### EXTRACTED TEXT
——

HOW TO GET OVER IT? When Overthinking Eats You


        Have you ever felt so discouraged and ashamed to the point that you just want to quit your job as soon as possible? Maybe you made a mistake. Perhaps, you had the worst experience at work. Or maybe, you just don't get it and it feels like you’re not adding value to the company. Overthinking could be eating you. You cannot stop thinking about your mistakes and what others think of you. A mindset like this could kill your career.

 

For years working in the customer service industry, I’ve dealt with a LOT of complaints handling processes. From over-the-phone profanity to throwing the office phone in front of me. Worst case; we had the police over to handle things out of our control. Yes, it can be extremely stressful for us. There were days, at the beginning of my career, when I couldn’t even eat my lunch because of the culture shock I experienced. But thanks to the first sets of managers and colleagues I had privileged working with, they helped me overcome the feelings of defeat and insecurities.

 

So how did I overcome this culture shock? As I already mentioned, I was very privileged to be in a healthy work environment when I started. My managers really empowered me to do the job assigned to me and were very clear that I can use my logic and judgment when making decisions. Remember this: you and I were assigned to our position after going through different hiring processes and training because they have already put their trust that we can provide the result expected for that position. Going back to the first question on how to overcome this, it was not instant. There was no magic. Just like learning other skills, it comes through time and practice. And I will share with you two things that helped me through time.

 

First, we need to know the problem. OUR problem. We are prone to be self-centered or me-centered. Wherever things don’t go your way and when we make mistakes, we get insecure. The questions we always ask are all about ourselves. “What did I do wrong?” It’s not a bad question. We all know that there’s always room for improvement to be better next time. However, it’s not always about us. Finding the answer to that question is not always the solution.


"When we come to the point of doubting ourselves, we need to shift our way of thinking."

 

 Vocabulary.com says that “A self-centered person is excessively concerned with himself and his own needs.” This is what we need to change. When we come to the point of doubting ourselves, we need to shift our way of thinking. Instead of questions towards us, ask what could be the reason for the other person to act in a specific manner? Let’s put it this way; you are a front office agent in a hotel dealing with a mad guest whose credit card declined and wants to pay cash for the stay, which is against the policy. He insists on staying and saying you’re discriminating them, and it’s been the worst customer service in the world. Wow, you just began your career, and now you're a failure in the industry. What you need to do: try to put yourself in the other person’s shoes and think of what would you feel if you were them? Will you be mad? If so, what could be the reason?

——

### EXTRACTED ENTRIES
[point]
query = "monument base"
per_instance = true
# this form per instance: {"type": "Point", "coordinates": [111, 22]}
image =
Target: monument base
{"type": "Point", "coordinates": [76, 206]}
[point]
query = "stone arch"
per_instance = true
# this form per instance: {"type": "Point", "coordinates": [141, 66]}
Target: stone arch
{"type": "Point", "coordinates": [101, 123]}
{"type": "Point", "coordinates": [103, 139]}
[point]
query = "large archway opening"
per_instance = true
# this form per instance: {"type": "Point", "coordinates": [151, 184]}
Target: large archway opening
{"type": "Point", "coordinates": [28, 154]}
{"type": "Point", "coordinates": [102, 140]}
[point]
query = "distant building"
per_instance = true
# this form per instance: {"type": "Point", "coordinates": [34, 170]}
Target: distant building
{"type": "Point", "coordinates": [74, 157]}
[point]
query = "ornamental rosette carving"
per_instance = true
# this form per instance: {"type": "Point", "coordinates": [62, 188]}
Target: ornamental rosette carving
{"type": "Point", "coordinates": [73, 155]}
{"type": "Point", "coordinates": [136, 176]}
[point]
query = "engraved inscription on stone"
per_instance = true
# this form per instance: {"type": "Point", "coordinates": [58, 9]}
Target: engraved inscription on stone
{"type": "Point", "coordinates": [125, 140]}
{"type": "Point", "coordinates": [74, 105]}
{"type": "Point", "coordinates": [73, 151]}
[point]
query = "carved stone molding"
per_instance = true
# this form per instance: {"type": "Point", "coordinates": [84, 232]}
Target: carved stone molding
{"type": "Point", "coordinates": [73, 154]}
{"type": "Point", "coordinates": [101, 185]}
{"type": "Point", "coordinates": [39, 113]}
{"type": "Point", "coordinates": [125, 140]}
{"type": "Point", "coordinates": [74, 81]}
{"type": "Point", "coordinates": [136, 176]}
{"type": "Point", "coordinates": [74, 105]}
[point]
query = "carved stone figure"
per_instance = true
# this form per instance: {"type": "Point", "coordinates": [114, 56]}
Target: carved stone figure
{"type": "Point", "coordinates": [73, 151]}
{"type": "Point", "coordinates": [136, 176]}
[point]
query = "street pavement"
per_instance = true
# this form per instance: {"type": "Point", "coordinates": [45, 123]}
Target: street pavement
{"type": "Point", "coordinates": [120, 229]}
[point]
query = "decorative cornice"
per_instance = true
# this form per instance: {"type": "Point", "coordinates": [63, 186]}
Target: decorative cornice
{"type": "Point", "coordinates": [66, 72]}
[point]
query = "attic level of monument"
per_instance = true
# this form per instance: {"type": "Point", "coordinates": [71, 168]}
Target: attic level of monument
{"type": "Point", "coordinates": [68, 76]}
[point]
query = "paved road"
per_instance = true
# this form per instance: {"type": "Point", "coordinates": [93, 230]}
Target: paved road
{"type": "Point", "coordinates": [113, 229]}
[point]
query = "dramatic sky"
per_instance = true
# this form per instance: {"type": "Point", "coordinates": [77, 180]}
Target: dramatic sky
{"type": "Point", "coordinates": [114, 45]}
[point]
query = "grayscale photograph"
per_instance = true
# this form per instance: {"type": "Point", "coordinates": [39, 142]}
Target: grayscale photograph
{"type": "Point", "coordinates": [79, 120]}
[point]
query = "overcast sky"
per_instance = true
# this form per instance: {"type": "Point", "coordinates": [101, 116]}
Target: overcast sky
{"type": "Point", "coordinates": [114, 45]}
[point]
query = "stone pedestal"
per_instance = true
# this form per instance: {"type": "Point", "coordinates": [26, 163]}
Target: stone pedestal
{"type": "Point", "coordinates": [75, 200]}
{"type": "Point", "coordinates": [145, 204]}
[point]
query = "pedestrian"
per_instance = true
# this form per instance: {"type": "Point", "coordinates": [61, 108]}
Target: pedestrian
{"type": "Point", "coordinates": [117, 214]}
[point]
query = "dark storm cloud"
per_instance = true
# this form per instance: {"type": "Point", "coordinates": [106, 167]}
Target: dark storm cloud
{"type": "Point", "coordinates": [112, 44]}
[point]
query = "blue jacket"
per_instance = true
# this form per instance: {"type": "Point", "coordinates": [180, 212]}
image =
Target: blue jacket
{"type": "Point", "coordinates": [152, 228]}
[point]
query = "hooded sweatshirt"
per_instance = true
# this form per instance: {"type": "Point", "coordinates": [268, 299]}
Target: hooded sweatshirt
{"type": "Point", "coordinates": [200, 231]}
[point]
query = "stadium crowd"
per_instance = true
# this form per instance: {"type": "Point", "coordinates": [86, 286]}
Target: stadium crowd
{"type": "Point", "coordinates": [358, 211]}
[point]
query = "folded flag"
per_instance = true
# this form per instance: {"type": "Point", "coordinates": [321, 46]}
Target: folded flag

——

### WHAT YOU NEED TO DO
• 1. In the article on overthinking above, quote the passage from "First, we need" to "always the solution." word for word.
• 2. In the overthinking article, why does the hotel guest in the front office example want to pay cash for his stay?
• 3. Carry on the article about overthinking at work, starting right after its last sentence.

### ANSWERS BY TASK
• 1.
First, we need to know the problem. OUR problem. We are prone to be self-centered or me-centered. Wherever things don’t go your way and when we make mistakes, we get insecure. The questions we always ask are all about ourselves. “What did I do wrong?” It’s not a bad question. We all know that there’s always room for improvement to be better next time. However, it’s not always about us. Finding the answer to that question is not always the solution.

• 2. His credit card was declined.

• 3.
They probably have nowhere to stay, and your help is their last straw. Maybe they’ve dealt with a bigger problem before meeting you today, and they cannot handle any further conflicts. Make it about them. Empathy is a great skill to have when dealing with this situation. They are not mad at you personally. You were just the first person to break the bad news. I can talk more about the specifics of this some other time but let’s now move to the next point.

 

Move on and think about yourself. You read it right. After forgetting about ourselves, we’re gonna think about ourselves again. This is not about taking our side and defending ourselves, and making others wrong. But what I mean here is taking care of our mental health and considering our career development. Whether you have successfully handled the complaint by yourself or by escalating it, you need to move on with learnings and not with baggage of negativity that could poison your growth. Because if you don’t, you will be stuck questioning yourself while everyone moves on in life.

"..you need to move on with learnings and not with baggage of negativity that could poison your growth."

 

I’m one of those people who has a really low self-confidence. I always think that I’m not good enough, and I always make it about myself. It took a lot of time and courage to overcome it. And honestly, I still need to remind myself a lot of times that whatever other people tell me, those people who don’t personally know me, is not what really defines me as a person. However crumpled a $100 bill is, it will still have the same value. That’s the same as however someone shouts and criticizes you won’t change your value. So in order to take care of my own overwhelming emotions, I learned that I had to empathize and make the problem about others.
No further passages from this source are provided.